1. Why Termites Thrive in Maryland, Virginia, and Washington D.C.

Are you familiar with the insects known as subterranean termites?

They live in the ground and inside the wood they consume, never exposing themselves to the light—if they can help it. When they get into man-made structures, these simple organisms can feed 24 hours a day, 7 days a week without stopping.

The kind of damage they do can be difficult to repair and sometimes leads to structural issues that can't be repaired.

If you live in Maryland, Virginia, or Washington D.C., you should take the time to learn about subterranean termites. These insects are active from early spring to late fall but, when conditions are right, they can feed on structures 365 days a year.

All they need to thrive is warmth and moisture, which are often abundant here.

That is why we strongly recommend professional termite control for property owners in our service area. If your property is not yet protected for the threat of subterranean termites, contact us for a consultation.

The team at American Pest has a proven track record for protecting properties from these destructive, wood-eating pests.

What You Can Do To Prevent Termites Right Now 

• Inspect your gutters to make sure you don't have any breaks or obstructions. This will help to prevent damp conditions near your home that can be attractive to termites.

• Consider trimming tree branches to allow sunlight to dry densely shaded areas around your home.

• Put some space between the plants in your landscaping to provide better airflow. This will help the wind dry your topsoil after watering.

• Remove wood debris from your yard. Subterranean termites are strongly attracted to decaying wood.

• If your home has a crawl space underneath, consider having it sealed and protected from moisture; spring can get damp and moisture can attract termites.

• Learn to identify termite swarms and how to tell the difference between termite swarmers and flying ants. Spring is the time of year when swarms occur.

• Learn what to do if you see a termite swarm, it could help you prevent serious damage to your property.

• Keep your lights off at night or replace exterior white lights with yellow, insect-resistant lighting to keep from attracting swarmers that emerge at night. Swarmers are drawn to light.

• If you have stumps or logs in your yard, see about having them removed.

• Make sure water is being diverted away from your home. If you have areas that are damp or stagnant puddles are forming, alter the conditions that are allowing this to occur.

•Never bury wood or waste lumber in your yard. Elevate any wood products that touch your soil. Decaying wood is a strong attractant for termites.

• Inspect your home and make sure there are no locations where the wood of your home touches the soil.
::::::::
» GIVEN PROBLEM 1:
Show each line of the listing that contains the word "wooden".
The termite page and the listing that comes next are unrelated to each other.
::::::::
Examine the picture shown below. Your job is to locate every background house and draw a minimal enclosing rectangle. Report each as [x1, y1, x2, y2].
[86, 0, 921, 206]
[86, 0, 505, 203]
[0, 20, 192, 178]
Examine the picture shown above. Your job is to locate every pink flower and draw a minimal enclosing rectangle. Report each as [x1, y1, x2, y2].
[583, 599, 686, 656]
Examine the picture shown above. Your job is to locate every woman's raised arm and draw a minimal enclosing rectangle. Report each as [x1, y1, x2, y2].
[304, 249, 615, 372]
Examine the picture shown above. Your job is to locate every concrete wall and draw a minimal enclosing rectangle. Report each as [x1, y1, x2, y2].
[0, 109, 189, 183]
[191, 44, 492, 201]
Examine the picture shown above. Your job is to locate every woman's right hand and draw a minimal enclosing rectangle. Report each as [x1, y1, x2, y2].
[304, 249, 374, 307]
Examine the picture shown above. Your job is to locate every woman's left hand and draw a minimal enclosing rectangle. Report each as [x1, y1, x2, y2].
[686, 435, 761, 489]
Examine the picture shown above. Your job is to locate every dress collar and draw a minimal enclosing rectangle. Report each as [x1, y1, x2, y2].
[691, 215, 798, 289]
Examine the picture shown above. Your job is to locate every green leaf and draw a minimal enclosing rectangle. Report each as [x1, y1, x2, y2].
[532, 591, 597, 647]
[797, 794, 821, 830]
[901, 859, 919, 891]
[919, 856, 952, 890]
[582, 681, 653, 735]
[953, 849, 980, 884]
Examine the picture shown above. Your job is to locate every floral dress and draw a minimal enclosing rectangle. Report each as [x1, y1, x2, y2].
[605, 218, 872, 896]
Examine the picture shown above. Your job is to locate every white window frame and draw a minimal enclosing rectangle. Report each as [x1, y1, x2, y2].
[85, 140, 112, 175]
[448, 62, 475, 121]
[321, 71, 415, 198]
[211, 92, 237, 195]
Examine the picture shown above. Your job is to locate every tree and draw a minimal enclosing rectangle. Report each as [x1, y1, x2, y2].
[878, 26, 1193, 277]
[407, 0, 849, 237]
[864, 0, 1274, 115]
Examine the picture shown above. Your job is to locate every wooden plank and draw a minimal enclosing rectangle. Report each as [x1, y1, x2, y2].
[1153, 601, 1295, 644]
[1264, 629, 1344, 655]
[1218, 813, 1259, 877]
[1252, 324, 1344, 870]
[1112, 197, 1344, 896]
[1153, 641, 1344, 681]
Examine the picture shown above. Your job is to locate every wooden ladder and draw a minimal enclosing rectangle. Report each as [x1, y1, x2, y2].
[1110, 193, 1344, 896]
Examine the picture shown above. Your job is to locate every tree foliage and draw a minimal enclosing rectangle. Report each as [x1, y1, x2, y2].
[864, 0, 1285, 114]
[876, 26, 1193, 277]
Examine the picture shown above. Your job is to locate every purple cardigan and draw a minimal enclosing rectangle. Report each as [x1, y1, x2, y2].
::::::::
» GIVEN PROBLEM 2:
According to the termite page, what do subterranean termites need in order to thrive?

» TASK RESULT 1:
Examine the picture shown above. Your job is to locate every wooden plank and draw a minimal enclosing rectangle. Report each as [x1, y1, x2, y2].
Examine the picture shown above. Your job is to locate every wooden ladder and draw a minimal enclosing rectangle. Report each as [x1, y1, x2, y2].

» TASK RESULT 2:
Warmth and moisture.